» Instructions for the task
Write each line out exactly, leaving none out.

» Excerpted data
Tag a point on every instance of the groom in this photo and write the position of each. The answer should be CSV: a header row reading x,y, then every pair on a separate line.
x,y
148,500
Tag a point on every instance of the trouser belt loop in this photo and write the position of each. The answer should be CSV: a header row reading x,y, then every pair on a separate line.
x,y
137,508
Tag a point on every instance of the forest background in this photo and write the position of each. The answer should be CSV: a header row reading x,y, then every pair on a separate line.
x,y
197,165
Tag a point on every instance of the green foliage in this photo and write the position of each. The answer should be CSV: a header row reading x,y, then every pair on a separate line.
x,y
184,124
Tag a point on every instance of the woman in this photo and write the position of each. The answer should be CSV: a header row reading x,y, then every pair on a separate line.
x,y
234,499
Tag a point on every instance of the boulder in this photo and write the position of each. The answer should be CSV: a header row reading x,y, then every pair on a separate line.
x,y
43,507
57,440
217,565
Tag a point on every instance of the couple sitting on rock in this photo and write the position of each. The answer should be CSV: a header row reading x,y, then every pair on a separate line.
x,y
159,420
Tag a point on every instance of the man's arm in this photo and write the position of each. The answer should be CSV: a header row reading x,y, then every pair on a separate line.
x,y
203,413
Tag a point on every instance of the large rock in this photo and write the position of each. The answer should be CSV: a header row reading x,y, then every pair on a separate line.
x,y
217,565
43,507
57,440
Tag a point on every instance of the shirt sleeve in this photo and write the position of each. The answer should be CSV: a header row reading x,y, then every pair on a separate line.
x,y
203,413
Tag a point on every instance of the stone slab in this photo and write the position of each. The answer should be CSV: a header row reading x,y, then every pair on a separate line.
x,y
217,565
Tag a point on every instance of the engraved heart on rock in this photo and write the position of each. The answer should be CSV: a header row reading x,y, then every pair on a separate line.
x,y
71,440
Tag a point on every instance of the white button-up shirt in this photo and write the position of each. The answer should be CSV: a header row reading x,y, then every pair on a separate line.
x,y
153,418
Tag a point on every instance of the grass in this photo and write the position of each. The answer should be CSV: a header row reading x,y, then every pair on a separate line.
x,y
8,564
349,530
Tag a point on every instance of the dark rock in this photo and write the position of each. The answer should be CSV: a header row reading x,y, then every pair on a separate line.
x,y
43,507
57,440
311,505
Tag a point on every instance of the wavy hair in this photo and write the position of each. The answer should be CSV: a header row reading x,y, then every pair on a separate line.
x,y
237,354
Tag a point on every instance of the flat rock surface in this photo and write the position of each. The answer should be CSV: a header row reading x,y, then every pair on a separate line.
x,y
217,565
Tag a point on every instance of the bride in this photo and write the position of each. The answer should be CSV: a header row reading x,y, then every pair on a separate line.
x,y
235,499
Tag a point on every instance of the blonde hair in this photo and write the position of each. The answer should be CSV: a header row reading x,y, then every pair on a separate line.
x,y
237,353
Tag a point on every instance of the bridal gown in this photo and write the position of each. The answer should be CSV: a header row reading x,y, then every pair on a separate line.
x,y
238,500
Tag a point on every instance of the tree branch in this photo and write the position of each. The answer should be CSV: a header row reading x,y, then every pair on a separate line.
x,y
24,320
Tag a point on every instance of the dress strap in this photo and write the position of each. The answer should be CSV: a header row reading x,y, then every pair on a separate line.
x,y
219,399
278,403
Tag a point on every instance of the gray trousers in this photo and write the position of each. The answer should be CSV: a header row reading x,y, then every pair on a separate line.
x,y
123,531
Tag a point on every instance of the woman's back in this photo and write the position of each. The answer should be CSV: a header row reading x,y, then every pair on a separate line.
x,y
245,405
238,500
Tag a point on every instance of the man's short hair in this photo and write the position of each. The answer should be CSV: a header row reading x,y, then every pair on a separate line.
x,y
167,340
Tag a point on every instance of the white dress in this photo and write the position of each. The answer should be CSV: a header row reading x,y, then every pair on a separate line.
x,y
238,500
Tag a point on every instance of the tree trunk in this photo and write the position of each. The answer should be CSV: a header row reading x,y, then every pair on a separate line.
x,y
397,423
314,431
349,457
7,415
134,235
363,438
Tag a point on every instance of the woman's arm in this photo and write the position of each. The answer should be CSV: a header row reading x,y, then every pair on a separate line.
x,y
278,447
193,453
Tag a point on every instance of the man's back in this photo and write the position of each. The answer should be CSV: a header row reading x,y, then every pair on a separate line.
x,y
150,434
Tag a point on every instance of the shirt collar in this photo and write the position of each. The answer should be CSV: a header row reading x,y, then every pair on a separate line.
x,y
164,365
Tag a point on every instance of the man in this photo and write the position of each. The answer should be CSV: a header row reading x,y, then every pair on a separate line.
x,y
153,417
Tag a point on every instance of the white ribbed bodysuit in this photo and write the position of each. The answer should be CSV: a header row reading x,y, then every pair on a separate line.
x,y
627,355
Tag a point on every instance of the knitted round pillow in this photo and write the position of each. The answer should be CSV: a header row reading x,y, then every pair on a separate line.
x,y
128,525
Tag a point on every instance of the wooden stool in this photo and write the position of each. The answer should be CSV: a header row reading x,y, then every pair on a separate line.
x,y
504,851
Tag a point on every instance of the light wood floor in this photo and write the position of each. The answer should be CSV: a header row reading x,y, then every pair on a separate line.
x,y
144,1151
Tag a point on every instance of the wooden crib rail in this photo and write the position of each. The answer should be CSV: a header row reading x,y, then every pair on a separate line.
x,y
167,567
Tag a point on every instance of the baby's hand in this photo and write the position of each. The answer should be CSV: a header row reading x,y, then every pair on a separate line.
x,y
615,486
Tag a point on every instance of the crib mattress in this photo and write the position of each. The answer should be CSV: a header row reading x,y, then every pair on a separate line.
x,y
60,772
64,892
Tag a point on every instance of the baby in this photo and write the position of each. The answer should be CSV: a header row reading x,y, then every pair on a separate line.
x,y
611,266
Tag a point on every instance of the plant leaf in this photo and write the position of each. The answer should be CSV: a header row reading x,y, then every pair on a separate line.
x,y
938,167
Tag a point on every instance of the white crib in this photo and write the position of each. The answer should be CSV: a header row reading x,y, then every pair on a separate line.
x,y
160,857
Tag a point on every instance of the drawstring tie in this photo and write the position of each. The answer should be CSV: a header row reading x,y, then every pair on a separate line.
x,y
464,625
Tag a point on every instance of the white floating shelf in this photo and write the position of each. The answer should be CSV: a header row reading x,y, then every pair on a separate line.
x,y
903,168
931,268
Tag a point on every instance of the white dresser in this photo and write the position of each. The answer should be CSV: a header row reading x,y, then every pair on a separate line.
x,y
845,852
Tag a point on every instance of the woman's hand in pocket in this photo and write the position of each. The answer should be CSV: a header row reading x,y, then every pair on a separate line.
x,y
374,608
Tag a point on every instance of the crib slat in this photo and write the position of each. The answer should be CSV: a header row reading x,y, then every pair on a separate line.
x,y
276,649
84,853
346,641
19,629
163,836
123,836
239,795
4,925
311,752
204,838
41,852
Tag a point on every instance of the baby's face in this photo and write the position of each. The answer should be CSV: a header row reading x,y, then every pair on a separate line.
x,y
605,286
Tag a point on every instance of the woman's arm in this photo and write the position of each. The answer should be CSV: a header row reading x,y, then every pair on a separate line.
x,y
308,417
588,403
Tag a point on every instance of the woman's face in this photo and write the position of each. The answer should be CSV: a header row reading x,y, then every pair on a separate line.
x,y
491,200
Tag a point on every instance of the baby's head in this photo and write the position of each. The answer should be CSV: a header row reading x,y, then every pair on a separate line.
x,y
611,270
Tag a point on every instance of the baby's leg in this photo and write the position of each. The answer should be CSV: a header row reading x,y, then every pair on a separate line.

» Exercise response
Tag a point on every instance of the groom in this photo and write the position of each. The answer should be CSV: a header row reading x,y, then every pair on a separate line.
x,y
148,500
Tag a point on every instance of the trouser belt loop in this photo and write the position of each. The answer should be CSV: a header row reading x,y, then every pair on a separate line.
x,y
137,508
Tag a point on every instance of the forest background in this photo and write the position of each. The answer should be CSV: a header row reading x,y, then every pair on a separate line.
x,y
197,165
Tag a point on every instance of the green foliage in this photo and write the position of each. The answer should be CSV: a header row reading x,y, then every pair on a separate line.
x,y
184,124
Tag a point on every instance of the woman in this photo and write the position of each. The answer should be CSV: a header row reading x,y, then every pair on a separate line.
x,y
234,499
Tag a point on every instance of the boulder in this photo and write the position of each. The answer should be CSV: a header row reading x,y, then every pair on a separate line.
x,y
43,507
57,440
217,565
Tag a point on every instance of the couple sitting on rock in this photo and write the position of each. The answer should be CSV: a header row reading x,y, then every pair on a separate line.
x,y
159,420
Tag a point on every instance of the man's arm in this photo and write the position of each. The answer should be CSV: a header row reading x,y, then every pair on a separate line.
x,y
203,413
Tag a point on every instance of the large rock in this photo and write the position of each. The answer should be CSV: a header row reading x,y, then every pair on a separate line.
x,y
217,565
43,507
57,440
Tag a point on every instance of the shirt sleeve in this photo and write the position of each. The answer should be CSV: a header row reading x,y, then every pair on a separate line.
x,y
203,413
Tag a point on every instance of the stone slab in this photo and write the position of each. The answer should be CSV: a header row reading x,y, then every pair on a separate line.
x,y
217,565
Tag a point on every instance of the engraved heart on rock in this photo and write the position of each. The answer should be CSV: a header row reading x,y, then every pair on a separate line.
x,y
71,440
Tag a point on every instance of the white button-up shirt in this photo and write the position of each. The answer should be CSV: a header row reading x,y, then every pair on a separate line.
x,y
153,418
Tag a point on every instance of the grass in this photo and write the position of each. The answer should be CSV: a header row reading x,y, then every pair on a separate line.
x,y
8,564
349,530
Tag a point on every instance of the dark rock in this photo and write the position of each. The answer should be CSV: a header row reading x,y, then every pair on a separate line.
x,y
43,507
57,440
311,505
Tag a point on every instance of the wavy hair in this photo and write the position of each. The answer should be CSV: a header row reading x,y, then every pair on a separate line.
x,y
237,354
Tag a point on every instance of the flat rock surface in this photo and write the position of each. The answer should be CSV: a header row reading x,y, then every pair on a separate line.
x,y
217,565
Tag a point on every instance of the bride in this photo and write the position of each. The answer should be CSV: a header row reading x,y, then every pair on a separate line.
x,y
235,499
Tag a point on every instance of the blonde hair in this photo and write the position of each. The answer should be CSV: a header row reading x,y, then every pair on a separate line.
x,y
237,353
Tag a point on every instance of the bridal gown in this photo and write the position of each. The answer should be CSV: a header row reading x,y, then every pair on a separate line.
x,y
238,500
Tag a point on every instance of the tree branch in this photo and write the position of each. The answer should be CSV: a header row reading x,y, then every pair on a separate line.
x,y
24,320
Tag a point on every instance of the dress strap in this photo and write the position of each. The answer should be CSV: a header row reading x,y, then every pair on a separate line.
x,y
219,399
278,403
Tag a point on every instance of the gray trousers in this photo and write the position of each. The answer should be CSV: a header row reading x,y, then every pair on a separate line.
x,y
123,531
Tag a point on every instance of the woman's back in this photo and write the position of each. The answer should be CSV: a header row reading x,y, then every pair on a separate line.
x,y
245,405
238,500
Tag a point on every instance of the man's short hair in this photo and write the position of each. The answer should be CSV: a header row reading x,y, then every pair on a separate line.
x,y
167,340
Tag a point on every instance of the white dress in this photo and write the position of each. The answer should be CSV: a header row reading x,y, then every pair on a separate line.
x,y
238,500
Tag a point on every instance of the tree trunk in this photo and write the position of each. The answer should be CSV: a header row reading x,y, then every pair on a separate line.
x,y
397,423
314,431
349,457
7,415
134,235
363,438
Tag a point on every instance of the woman's arm in this photo and write the position of each. The answer should be CSV: a header row reading x,y, then every pair on a separate line.
x,y
278,447
193,453
Tag a point on every instance of the man's back in this photo and write the position of each. The answer should be CSV: a header row reading x,y, then every pair on a separate line.
x,y
150,434
Tag a point on every instance of the shirt collar in this photo and write the position of each. The answer should be CSV: a header row reading x,y, then every pair on a separate line.
x,y
164,365
Tag a point on every instance of the man in this photo and write the position of each. The answer should be CSV: a header row reading x,y, then every pair on a separate line.
x,y
153,417
Tag a point on every instance of the white ribbed bodysuit in this photo and write the position of each. The answer should be CSV: a header row reading x,y, then every pair on a separate line.
x,y
627,355
Tag a point on every instance of the knitted round pillow in this photo and write the position of each. The answer should be CSV: a header row reading x,y, then every pair on a separate line.
x,y
128,525
Tag a point on every instance of the wooden stool in this photo and write the position of each. The answer should be CSV: a header row reading x,y, then every pair on a separate line.
x,y
504,851
Tag a point on every instance of the light wood floor in this photo and write the position of each. The answer should be CSV: a header row reading x,y, then every pair on a separate line.
x,y
144,1151
Tag a point on every instance of the wooden crib rail in this photo and write the position of each. The answer should be CSV: a header row reading x,y, then every pair on a separate line.
x,y
167,567
Tag a point on every instance of the baby's hand in this photo and write the position of each. The answer should be CSV: a header row reading x,y, then every pair on a separate line.
x,y
615,486
Tag a point on every instance of the crib mattress in this photo and write the position of each. The answer should be CSV: a header row reading x,y, then every pair on a separate line.
x,y
60,772
64,892
Tag a point on every instance of the baby in this photo and write the position of each. The answer should be CSV: a header row reading x,y, then every pair on a separate line.
x,y
611,266
Tag a point on every instance of the plant leaf in this photo and write the position of each. The answer should be CSV: a header row reading x,y, then every pair on a separate line.
x,y
938,167
Tag a point on every instance of the white crib in this photo and write the position of each. The answer should be CSV: a header row reading x,y, then every pair on a separate line.
x,y
160,857
Tag a point on every instance of the drawstring tie in this photo and write the position of each. The answer should be CSV: a header row reading x,y, then every pair on a separate line.
x,y
464,625
Tag a point on every instance of the white floating shelf in this photo and write the position of each. The answer should be CSV: a header row reading x,y, then every pair on a separate line.
x,y
903,168
931,268
Tag a point on every instance of the white dresser in this photo and write the position of each. The answer should be CSV: a header row reading x,y, then every pair on a separate line.
x,y
845,852
Tag a point on every instance of the woman's hand in pocket in this photo and write the position of each. The answer should be CSV: a header row reading x,y, then every pair on a separate line.
x,y
374,608
Tag a point on every instance of the crib slat in this photo and write the position of each. The answer should be CSV: a header row reading x,y, then every pair on a separate line.
x,y
276,649
84,853
346,641
19,629
163,836
123,836
239,795
4,925
311,752
204,838
41,852
Tag a point on every instance of the baby's face in this photo and write the position of each. The answer should be CSV: a header row reading x,y, then every pair on a separate line.
x,y
605,286
Tag a point on every instance of the woman's arm in this photo and write the position of each. The answer should be CSV: a header row reading x,y, then every pair on a separate line.
x,y
308,417
588,403
Tag a point on every instance of the woman's face in this photo and write the position of each. The answer should be CSV: a header row reading x,y, then every pair on a separate line.
x,y
491,200
Tag a point on every instance of the baby's head in this photo and write the position of each. The answer should be CSV: a header row reading x,y, then every pair on a separate line.
x,y
611,270
Tag a point on every instance of the baby's leg in this photo and write the position of each. The answer should be CSV: a header row reading x,y, then every pair on a separate line.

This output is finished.